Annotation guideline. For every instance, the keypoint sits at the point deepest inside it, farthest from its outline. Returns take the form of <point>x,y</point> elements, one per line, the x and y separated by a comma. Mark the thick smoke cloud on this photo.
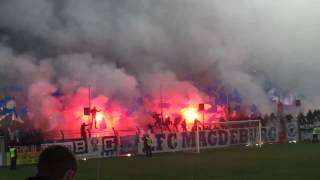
==========
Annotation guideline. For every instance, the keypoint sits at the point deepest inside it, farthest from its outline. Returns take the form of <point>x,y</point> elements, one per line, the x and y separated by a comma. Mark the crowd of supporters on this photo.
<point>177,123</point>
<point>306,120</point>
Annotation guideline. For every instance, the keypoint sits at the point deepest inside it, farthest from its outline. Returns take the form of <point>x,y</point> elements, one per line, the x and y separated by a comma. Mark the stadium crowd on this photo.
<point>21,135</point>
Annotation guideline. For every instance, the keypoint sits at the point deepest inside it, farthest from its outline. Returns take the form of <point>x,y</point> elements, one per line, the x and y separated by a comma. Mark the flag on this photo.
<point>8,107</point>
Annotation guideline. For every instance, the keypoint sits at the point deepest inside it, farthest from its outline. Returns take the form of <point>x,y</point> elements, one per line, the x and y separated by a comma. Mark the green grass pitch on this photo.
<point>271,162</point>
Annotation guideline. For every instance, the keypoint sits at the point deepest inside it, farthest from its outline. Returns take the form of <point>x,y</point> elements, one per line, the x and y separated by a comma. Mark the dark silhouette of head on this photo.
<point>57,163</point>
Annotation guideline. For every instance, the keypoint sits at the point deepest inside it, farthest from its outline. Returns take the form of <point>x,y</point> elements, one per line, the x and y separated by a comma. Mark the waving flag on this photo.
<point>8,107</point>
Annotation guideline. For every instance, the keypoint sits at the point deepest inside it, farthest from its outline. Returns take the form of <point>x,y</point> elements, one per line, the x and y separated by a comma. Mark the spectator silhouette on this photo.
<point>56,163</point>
==========
Instruction> Please copy the lines above word for word, starting at the line containing "pitch on this photo." and ending at the line containing "<point>271,162</point>".

Completed exercise>
Annotation guideline. For every instance, the keypoint sits at the point deepest inside it, farthest from its outline. Returns take the form of <point>x,y</point> elements, one per line, the x and y separated by a comma. Mark the green grass pitch on this photo.
<point>271,162</point>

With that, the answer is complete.